BEGIN Source

Solar Energy is by its very nature site and time specific. It has good potential particularly in inaccessible areas, though further R and D studies are in progress for its wider application with economic viability.

Wind Energy

Wind Energy was in use since long mainly for grinding purposes in wind mills. Generation of Electricity with Wind Turbines, utilizing the aerodynamic lift of the wind, is the recent trend-with global stress upon Renewable Energy Resources. Wind turbines capture the wind's energy with two or three propeller-like blades, which are mounted on a rotor, to generate electricity. The turbines sit atop high towers, taking advantage of the stronger and less turbulent wind at 30 meters or, more above ground.

In fact, the availability of wind is the most important criterion that would determine the deployment of wind turbine in a certain place. By availability it means the wind speed due to which it will rotate the wind turbine so that mechanical energy of the wind is converted into electrical energy through generator. The wind speed decides the efficiency and economy of wind energy application for creating wind farms.

Theoretical basis of wind energy formation and its scope of use

Wind movement is known to be formed due to the uneven heating of the earth from solar insolation, irregularities of the earth’s terrain, and also from the rotation of the earth. The kinetic energy possessed by wind movement can be converted into mechanical energy, which rotates the blade and spin a shaft of the turbine, which produces electricity through generator. The wind turbines are of two types. One of them is horizontal axis wind turbine and the other is vertical axis. Horizontal axis based wind turbines are rather more common [12].

Since the power that a wind turbine generates is a function of the cube of the average wind speed of the site concerned; hence small differences in wind speed would cause large differences in productivity and thereby of electricity cost. Also, the swept area of a turbine rotor is a function of the square of the blade length. Hence a modest increase in blade length would enhance energy capture, and thus of the cost component on power generation [13].

Since wind speed is higher at high altitude and also less turbulent, so wind turbines are to be placed at higher hub heights. Thus it becomes important to determine the relationship between the wind speed measured using anemometers at the anemometer measurement height, and the wind speed at high hub height around 25-30 m atop. It is known to maintain a logarithmic relationship between the wind speed at anemometer height (where wind speed is measured) and at the hub height as below [13]:

Vh=ln (H/z)/[ln(Ah/z)/Va]. [4]

where, Vh is the wind velocity of hub height at the concerned site, Ahis the anemometer measurement height measuring the wind speed, Va is velocity of wind at the anemometer measurement height, z is the surface roughness index expressed in length and H is the hub height

Hub height of wind turbine (at which there is rotor) may vary from 25 m for smaller wind turbines like below 50 kW, to as high as even 100m for large multi - megawatt wind turbines. The surface roughness index varies from 0.008 m to 3 m depending on site characteristics [Surface roughness length for terrain with lawn grass it is 0.008 m, fallow field is 0.03 m, with associated few trees 0.01 m, sites with many trees and few buildings it is 0.25 m, for forest it is 0.5 m, suburbs is 1.5 m, but in city centre with tall buildings it is considered to be 3.0m] [13].

END Source
BEGIN Record excerpts

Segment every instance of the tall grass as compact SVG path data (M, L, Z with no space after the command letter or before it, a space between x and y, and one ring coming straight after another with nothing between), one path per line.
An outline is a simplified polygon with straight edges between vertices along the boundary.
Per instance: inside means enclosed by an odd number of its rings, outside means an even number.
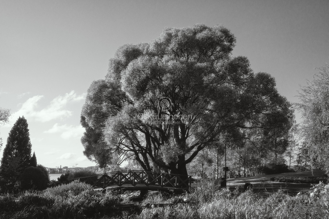
M329 186L324 184L315 186L308 193L300 193L294 197L289 196L282 191L265 198L257 196L251 190L238 195L223 189L215 192L213 191L208 195L210 199L206 200L207 187L184 195L186 198L194 199L194 202L145 208L136 218L329 218Z
M0 218L80 218L115 210L119 197L98 192L77 181L48 188L39 194L27 192L16 199L0 198Z

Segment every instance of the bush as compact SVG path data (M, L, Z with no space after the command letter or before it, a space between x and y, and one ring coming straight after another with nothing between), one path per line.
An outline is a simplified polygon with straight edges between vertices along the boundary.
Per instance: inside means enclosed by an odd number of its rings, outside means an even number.
M90 185L80 183L77 180L76 180L69 184L63 184L55 187L48 188L44 191L43 193L44 194L50 196L67 197L70 192L75 195L77 195L84 191L92 189L92 187ZM70 191L69 192L69 191Z
M41 170L44 173L44 175L47 176L47 184L49 184L50 182L50 177L49 176L49 173L48 173L48 171L47 171L47 168L41 164L38 164L37 165L37 167L39 167L41 169Z
M266 166L259 166L258 169L258 172L261 174L277 174L291 171L289 170L289 167L284 163L276 164L271 163Z
M79 177L84 177L86 176L89 176L92 175L96 175L97 173L96 171L88 169L84 169L76 171L73 173L73 178L78 178ZM97 181L98 178L97 176L95 176L90 177L89 177L87 179L79 179L80 182L84 182L86 180L86 183L88 183L91 186L94 184L95 182Z
M24 189L33 188L42 190L48 186L48 177L39 167L29 166L22 174L21 186Z
M272 177L271 180L273 182L280 183L307 183L317 184L320 181L326 182L328 178L324 177Z
M70 180L71 179L74 178L73 175L69 171L67 171L65 174L62 174L61 175L61 176L57 178L57 180L58 181L59 183L57 185L61 185L62 184L68 184L71 182Z

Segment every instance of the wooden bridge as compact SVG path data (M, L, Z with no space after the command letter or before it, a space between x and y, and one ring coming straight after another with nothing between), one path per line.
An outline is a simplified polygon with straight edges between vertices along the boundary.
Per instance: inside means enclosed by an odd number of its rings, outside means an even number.
M79 179L95 189L183 191L191 187L191 176L131 170L92 175L71 180Z

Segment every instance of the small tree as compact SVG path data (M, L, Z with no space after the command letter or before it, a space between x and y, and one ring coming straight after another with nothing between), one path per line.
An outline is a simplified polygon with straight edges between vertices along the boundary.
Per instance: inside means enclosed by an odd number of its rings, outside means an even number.
M32 145L26 120L20 117L9 132L1 160L0 175L7 185L14 183L18 176L30 166Z
M7 123L9 121L10 116L10 110L0 107L0 124ZM2 139L0 138L0 149L2 146Z
M32 158L31 158L31 165L32 166L37 167L37 157L36 157L36 154L34 152L33 152L33 155L32 155Z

END Record excerpts

▶ **Task brief**
Echo the wind energy passage above word for word, beginning at the words "Wind movement is" and stopping after "more common [12].".

▶ **Solved problem**
Wind movement is known to be formed due to the uneven heating of the earth from solar insolation, irregularities of the earth’s terrain, and also from the rotation of the earth. The kinetic energy possessed by wind movement can be converted into mechanical energy, which rotates the blade and spin a shaft of the turbine, which produces electricity through generator. The wind turbines are of two types. One of them is horizontal axis wind turbine and the other is vertical axis. Horizontal axis based wind turbines are rather more common [12].